* Data for processing
# # # #
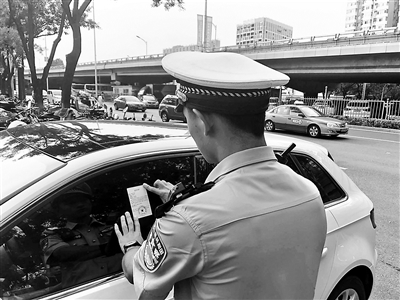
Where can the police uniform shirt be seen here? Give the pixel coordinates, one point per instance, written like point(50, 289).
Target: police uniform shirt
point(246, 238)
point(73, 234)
# # # #
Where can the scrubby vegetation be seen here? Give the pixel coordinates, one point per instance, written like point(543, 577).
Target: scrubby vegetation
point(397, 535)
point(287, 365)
# # # #
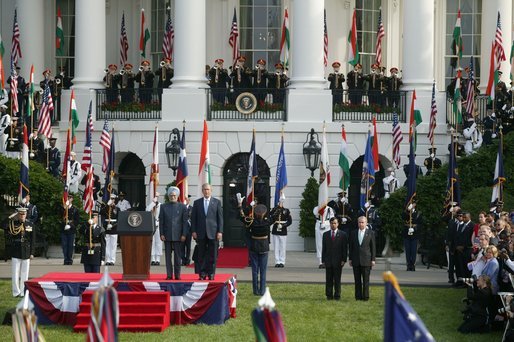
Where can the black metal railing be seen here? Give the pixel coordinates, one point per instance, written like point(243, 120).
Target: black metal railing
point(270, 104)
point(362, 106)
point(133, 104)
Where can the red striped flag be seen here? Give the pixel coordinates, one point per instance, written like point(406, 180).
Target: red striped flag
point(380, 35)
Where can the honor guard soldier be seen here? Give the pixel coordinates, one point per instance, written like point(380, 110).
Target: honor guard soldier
# # # #
* Your task
Reproduce everything from the line containing "Where can the red" down to the line containing "Target: honor guard soldier", both ends included, multiplying each answer coordinate by 0.85 and rounding to whole numbers with halves going up. Keep the entry wording, including its sample coordinates, unchanged.

* Expected answer
Where can the red striped flag be seen here? Give the pixel coordinates, one point per instance, written like point(406, 180).
Target: red striped flag
point(323, 30)
Where can the honor guard soldier be seen here? Give the pixel coordinates, one point per instance, written like point(380, 110).
Target: honor guard soldier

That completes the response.